> _Kutipan_:
· · · · · · ·

Limbah cair domestik dan industri yang memasuki badan air sungai dan terakumulasi di muara mengakibatkan tercemarnya air laut. Belum lagi sampah dan limbah padat yang dibuang ke sungai juga memperparah situasi. Namun jika mengatakan bahwa kerusakan di kawasan pantai utara Jakarta tersebut adalah kerusakan yang tidak dapat diperbaiki, dan kemudian menjadi justifikasi untuk malah membunuh kawasan tersebut dengan reklamasi, maka opini tersebut adalah sesuatu hal yang tidak berdasar dan hanya berbasis pada asumsi (tanpa dasar argumentasi yang kuat). “Berbeda dengan pandangan yang sedang disebarkan oleh beberapa pihak bahwa pantai utara Jakarta tidak bisa dipulihkan, “WALHI berpandangan bahwa pantai utara Jakarta bisa dipulihkan dan direhabilitasi. Namun tentu saja proses pemulihan tersebut tidak bisa dilakukan secara instan. Memecahkan masalah di Jakarta pun tidak bisa dilakukan eksklusif hanya oleh pemerintah DKI Jakarta saja, namun harus melibatkan pemerintah daerah sekitarnya, seperti Jawa Barat dan Banten, karena sesungguhnya ekosistem tidak bisa dipisah-pisahkan berdasarkan batas-batas administratif.” Kata Nur Hidayati, Direktur Eksekutif Nasional WALHI. Tidak ada hal yang mudah dan sederhana dalam memecahkan berbagai masalah di Jakarta. Jika ada yang mengatakan mampu mengatasinya tanpa keterlibatan daerah lain, atau dilakukan hanya dengan satu proyek silver bullet semacam reklamasi maka sesungguhnya kita harus berhati-hati pada cara pandang tersebut karena hal itu cenderung simplifikasi, tidak realistis, dan menghina akal sehat. Menurut WALHI, permasalahan di darat perlu diselesaikan di darat. Jangan mengakumulasi permasalahan di darat dan mencoba menyelsaikannya di laut.

· · · · · · ·

> _Cuplikan Data_:
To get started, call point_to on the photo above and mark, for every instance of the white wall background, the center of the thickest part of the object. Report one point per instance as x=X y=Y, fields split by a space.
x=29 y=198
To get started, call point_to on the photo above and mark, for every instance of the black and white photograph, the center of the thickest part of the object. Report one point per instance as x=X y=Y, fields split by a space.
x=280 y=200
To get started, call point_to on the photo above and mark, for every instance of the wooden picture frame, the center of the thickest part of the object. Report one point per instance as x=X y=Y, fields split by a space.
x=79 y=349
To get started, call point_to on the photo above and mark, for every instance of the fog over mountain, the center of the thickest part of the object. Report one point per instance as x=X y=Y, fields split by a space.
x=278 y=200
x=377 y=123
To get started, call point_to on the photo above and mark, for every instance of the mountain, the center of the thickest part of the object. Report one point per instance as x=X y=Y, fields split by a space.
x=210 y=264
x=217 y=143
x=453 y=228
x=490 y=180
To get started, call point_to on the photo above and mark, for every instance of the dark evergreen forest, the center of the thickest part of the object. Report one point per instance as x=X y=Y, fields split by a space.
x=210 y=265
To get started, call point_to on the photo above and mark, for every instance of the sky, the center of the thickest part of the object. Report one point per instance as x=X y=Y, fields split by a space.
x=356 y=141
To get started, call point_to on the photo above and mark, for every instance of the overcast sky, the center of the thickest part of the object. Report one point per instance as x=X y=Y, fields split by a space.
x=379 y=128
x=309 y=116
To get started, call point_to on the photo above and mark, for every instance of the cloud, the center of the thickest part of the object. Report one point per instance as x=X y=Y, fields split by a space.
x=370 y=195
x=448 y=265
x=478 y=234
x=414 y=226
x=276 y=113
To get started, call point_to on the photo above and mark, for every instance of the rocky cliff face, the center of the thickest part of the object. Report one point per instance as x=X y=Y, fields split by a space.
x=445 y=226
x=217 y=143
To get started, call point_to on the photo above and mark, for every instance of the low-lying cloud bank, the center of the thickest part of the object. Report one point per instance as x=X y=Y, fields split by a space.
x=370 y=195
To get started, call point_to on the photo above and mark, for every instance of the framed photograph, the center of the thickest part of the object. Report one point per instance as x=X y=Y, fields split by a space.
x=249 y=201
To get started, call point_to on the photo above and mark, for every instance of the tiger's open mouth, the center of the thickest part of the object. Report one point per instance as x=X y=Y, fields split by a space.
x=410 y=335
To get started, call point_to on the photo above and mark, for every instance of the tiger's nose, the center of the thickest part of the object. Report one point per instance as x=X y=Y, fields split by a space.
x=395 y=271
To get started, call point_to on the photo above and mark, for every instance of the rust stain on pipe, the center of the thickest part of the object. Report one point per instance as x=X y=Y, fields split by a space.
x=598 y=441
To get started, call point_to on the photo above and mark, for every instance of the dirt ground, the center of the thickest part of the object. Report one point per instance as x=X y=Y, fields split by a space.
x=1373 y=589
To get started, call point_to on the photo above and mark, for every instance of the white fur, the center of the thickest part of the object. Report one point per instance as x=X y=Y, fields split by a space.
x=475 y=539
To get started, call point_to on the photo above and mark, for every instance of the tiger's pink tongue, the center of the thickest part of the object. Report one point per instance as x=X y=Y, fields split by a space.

· · · · · · ·

> _Yang Akan Dikerjakan_:
A. Ubah paragraf dalam kutipan yang diawali "Limbah cair domestik" menjadi daftar poin yang lebih ringkas tanpa menghilangkan fakta utamanya.
B. Apa jabatan Nur Hidayati menurut kutipan?
Catatan di atas tidak diperlukan untuk pengerjaan.

> _Hasil Pengerjaan_:
A.
- Limbah cair domestik dan industri yang masuk ke sungai dan menumpuk di muara mencemari air laut. Sampah dan limbah padat yang dibuang ke sungai memperparah keadaan.
- Anggapan bahwa kerusakan pantai utara Jakarta tidak dapat diperbaiki, lalu dijadikan pembenaran untuk reklamasi, dinilai tidak berdasar dan hanya bertumpu pada asumsi.
- Menurut Nur Hidayati, Direktur Eksekutif Nasional WALHI, pantai utara Jakarta bisa dipulihkan dan direhabilitasi, tetapi prosesnya tidak instan.
- Penyelesaian masalah harus melibatkan pemerintah daerah sekitar seperti Jawa Barat dan Banten, bukan hanya pemerintah DKI Jakarta. Alasannya, ekosistem tidak terpisah oleh batas administratif.
- Klaim bahwa masalah Jakarta dapat diatasi tanpa daerah lain atau dengan satu proyek seperti reklamasi dianggap simplifikasi, tidak realistis, dan menghina akal sehat.
- WALHI berpendapat masalah di darat perlu diselesaikan di darat, bukan ditumpuk lalu diselesaikan di laut.

B. Direktur Eksekutif Nasional WALHI.